### Dataset rows

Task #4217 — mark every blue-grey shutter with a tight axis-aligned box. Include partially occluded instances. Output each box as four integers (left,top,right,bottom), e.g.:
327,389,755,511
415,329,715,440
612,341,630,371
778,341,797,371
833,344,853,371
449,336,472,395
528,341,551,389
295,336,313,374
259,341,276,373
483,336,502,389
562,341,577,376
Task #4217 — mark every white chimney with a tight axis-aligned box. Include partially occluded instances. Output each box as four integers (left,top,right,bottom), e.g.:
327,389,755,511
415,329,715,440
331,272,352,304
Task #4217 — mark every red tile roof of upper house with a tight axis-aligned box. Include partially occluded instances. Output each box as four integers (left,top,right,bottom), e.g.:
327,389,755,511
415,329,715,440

######

▶ _Short problem_
Rewrite the data above as a JSON list of strings with one string per line, leaving out any blank lines.

▶ _Response below_
[
  "Task #4217 — mark every blue-grey shutter with a tight axis-aligned box. Include partially occluded instances. Output each box as four integers (left,top,right,bottom), e.g.:",
  "327,389,755,511",
  "415,329,715,440",
  "612,341,630,371",
  "778,341,797,371",
  "833,344,853,371",
  "449,336,472,395",
  "528,341,551,389",
  "295,336,313,374",
  "259,341,276,373",
  "483,336,502,389",
  "562,341,577,376",
  "Task #4217 — mark every white chimney with a tight axis-aligned box. Include partially occluded instances. Output each box as four integers (left,top,right,bottom), e.g.:",
  "327,389,755,511",
  "415,329,715,440",
  "331,272,352,304",
  "Task #4217 — mark every red tile roof of upper house with a tight axis-aligned box. Include partially occluded instances. Output each box as four integers (left,top,right,bottom), e.g.:",
  "327,389,755,511",
  "415,329,715,440"
]